In the material below, replace every occurrence of "wood plank" with "timber board" and leave everything else unchanged.
* START Given entries *
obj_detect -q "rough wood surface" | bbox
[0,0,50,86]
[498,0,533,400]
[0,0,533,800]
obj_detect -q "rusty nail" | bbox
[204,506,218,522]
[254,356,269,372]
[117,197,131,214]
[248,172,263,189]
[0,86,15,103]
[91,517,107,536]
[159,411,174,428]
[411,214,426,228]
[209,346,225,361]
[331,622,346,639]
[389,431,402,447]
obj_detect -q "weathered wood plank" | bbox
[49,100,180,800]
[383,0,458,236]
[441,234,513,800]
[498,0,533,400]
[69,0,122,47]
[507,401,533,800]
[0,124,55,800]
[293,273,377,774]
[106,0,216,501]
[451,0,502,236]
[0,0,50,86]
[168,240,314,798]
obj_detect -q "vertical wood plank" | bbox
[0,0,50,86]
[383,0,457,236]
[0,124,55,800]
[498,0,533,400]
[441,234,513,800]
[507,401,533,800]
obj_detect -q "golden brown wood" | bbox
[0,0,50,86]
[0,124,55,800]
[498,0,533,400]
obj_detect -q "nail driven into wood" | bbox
* END Given entries *
• **Answer to this problem**
obj_detect -q "rough wood surface" | bbox
[0,0,50,86]
[498,0,533,400]
[0,0,533,800]
obj_detect -q "rusty nail" | bbox
[204,506,218,522]
[254,356,269,372]
[117,197,131,214]
[248,172,263,189]
[0,86,15,103]
[91,517,107,536]
[159,411,174,428]
[411,214,426,228]
[209,346,225,361]
[331,622,346,639]
[389,431,402,447]
obj_detect -q "weathered timber board" | bbox
[49,100,180,800]
[383,0,458,236]
[441,234,513,800]
[498,0,533,400]
[69,0,122,47]
[507,401,533,800]
[0,124,55,800]
[293,273,377,774]
[106,0,216,501]
[451,0,502,236]
[0,0,50,86]
[168,240,314,798]
obj_detect -q "vertical timber board" | bbox
[0,0,50,86]
[383,0,457,236]
[0,124,55,800]
[498,0,533,400]
[441,234,513,800]
[507,401,533,800]
obj_detect -q "golden brown wood" | bbox
[0,0,50,86]
[0,124,55,800]
[498,0,533,400]
obj_detect -q "nail driven into wood" | bbox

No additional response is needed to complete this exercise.